Task objective -> Repeat the lines beginning at the one with "Find every instance of the stone arch" and running to the end of the material, keeping the first and last of them, exactly as they appear.

•••

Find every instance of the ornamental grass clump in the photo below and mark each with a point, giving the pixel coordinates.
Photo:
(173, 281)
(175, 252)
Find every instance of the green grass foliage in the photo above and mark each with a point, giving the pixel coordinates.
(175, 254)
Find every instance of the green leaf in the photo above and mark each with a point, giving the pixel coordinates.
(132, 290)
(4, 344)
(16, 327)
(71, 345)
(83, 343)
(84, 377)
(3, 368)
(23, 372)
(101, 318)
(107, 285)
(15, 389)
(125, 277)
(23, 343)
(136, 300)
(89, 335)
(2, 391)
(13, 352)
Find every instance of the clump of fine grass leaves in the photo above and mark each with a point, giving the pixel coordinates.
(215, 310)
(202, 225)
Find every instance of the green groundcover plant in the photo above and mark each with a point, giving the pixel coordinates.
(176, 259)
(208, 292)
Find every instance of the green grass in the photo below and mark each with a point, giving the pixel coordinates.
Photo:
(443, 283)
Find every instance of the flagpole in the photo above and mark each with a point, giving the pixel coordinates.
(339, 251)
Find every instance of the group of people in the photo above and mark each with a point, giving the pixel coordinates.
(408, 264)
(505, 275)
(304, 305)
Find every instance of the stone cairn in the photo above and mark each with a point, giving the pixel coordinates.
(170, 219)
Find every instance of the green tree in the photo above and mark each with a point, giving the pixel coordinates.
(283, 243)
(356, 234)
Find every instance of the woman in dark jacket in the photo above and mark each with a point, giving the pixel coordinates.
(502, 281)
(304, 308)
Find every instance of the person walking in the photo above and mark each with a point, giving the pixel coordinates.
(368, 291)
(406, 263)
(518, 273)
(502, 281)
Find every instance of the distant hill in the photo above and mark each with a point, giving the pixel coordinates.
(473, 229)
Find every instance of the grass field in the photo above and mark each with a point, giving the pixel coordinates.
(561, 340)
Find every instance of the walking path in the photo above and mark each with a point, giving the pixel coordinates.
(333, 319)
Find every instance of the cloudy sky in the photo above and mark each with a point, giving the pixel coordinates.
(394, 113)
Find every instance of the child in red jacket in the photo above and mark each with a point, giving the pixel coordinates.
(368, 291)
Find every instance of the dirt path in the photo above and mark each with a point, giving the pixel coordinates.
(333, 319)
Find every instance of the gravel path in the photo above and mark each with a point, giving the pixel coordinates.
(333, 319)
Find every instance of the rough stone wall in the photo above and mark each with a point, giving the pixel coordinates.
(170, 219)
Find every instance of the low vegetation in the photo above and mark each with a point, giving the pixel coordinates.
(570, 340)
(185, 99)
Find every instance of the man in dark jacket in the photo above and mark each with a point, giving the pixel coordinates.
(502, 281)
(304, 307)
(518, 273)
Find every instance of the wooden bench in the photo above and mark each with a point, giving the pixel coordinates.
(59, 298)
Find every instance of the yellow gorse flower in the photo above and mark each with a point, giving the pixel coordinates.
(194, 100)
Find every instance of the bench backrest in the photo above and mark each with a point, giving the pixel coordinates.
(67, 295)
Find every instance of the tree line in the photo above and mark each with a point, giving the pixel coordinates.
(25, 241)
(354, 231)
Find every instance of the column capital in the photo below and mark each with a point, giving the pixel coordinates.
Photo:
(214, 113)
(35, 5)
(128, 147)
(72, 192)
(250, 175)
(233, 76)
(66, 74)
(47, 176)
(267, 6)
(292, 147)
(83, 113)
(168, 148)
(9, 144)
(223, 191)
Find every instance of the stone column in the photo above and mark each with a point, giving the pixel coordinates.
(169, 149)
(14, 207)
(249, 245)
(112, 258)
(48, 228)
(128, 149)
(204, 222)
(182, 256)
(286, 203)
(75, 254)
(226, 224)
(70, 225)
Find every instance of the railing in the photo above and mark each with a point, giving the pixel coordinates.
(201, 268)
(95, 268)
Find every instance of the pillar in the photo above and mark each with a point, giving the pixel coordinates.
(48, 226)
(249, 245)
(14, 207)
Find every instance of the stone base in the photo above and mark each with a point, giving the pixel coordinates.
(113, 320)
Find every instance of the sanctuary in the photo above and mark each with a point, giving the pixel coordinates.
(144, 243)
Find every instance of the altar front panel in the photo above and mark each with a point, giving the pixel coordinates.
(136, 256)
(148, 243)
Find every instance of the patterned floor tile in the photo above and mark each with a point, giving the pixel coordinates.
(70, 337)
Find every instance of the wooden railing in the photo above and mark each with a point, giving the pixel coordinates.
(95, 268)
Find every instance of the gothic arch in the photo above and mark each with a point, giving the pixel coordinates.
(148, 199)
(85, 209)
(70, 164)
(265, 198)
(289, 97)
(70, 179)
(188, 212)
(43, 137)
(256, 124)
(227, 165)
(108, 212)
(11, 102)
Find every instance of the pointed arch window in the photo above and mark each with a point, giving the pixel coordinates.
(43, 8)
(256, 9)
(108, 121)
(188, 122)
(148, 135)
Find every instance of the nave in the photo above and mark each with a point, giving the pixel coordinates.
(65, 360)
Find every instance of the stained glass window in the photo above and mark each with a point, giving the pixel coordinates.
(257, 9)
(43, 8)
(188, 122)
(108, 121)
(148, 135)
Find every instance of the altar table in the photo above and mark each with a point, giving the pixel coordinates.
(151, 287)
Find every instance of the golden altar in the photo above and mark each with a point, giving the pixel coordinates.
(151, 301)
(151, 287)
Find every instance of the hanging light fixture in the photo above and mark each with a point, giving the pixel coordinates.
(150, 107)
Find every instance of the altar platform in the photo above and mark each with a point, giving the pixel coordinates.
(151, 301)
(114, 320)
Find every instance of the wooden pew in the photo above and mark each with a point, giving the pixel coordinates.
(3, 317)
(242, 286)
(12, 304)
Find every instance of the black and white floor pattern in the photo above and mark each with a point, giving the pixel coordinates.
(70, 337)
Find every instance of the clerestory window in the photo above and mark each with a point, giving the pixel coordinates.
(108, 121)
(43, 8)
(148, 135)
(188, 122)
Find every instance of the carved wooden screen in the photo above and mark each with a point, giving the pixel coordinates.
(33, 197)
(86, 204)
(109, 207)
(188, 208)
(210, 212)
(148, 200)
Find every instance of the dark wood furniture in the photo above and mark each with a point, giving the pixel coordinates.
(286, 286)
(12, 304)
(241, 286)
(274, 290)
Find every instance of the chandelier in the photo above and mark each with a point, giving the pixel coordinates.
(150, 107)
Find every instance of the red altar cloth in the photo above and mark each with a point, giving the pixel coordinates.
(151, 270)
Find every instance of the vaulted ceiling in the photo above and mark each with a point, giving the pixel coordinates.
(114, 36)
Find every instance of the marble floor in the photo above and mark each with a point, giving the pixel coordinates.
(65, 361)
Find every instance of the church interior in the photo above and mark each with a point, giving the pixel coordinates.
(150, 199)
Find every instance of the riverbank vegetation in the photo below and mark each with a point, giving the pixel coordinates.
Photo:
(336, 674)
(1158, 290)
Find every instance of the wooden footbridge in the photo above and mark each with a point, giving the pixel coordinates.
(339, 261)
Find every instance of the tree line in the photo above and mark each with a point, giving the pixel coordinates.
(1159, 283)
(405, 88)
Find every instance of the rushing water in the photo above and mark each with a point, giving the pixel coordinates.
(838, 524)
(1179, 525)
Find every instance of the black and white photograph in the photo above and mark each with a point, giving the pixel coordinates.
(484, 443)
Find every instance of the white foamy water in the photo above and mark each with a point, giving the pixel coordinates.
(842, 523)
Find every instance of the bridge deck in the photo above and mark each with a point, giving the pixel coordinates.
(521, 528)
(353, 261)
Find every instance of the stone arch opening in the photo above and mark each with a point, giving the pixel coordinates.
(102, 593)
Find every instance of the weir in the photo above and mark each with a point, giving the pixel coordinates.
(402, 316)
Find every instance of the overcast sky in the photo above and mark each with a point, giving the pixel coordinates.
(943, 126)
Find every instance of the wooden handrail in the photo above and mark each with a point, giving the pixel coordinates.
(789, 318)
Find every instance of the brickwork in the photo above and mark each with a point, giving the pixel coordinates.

•••

Response below ->
Find every instance of the stone arch opening in the photo above and mark each with a point, giving the pixel coordinates.
(102, 593)
Find every instance of the weir in the photo above and mark each with a point, giving the pixel coordinates.
(402, 316)
Find every instance of the overcast sky in the photo above and mark each with a point, giving the pixel coordinates.
(943, 126)
Find every instance of the wooden handrail in the photo above and mark each with a point, giving the pixel coordinates.
(789, 318)
Find every instance of the brickwork in the photo above and mark each with a point, giving the pixel coordinates.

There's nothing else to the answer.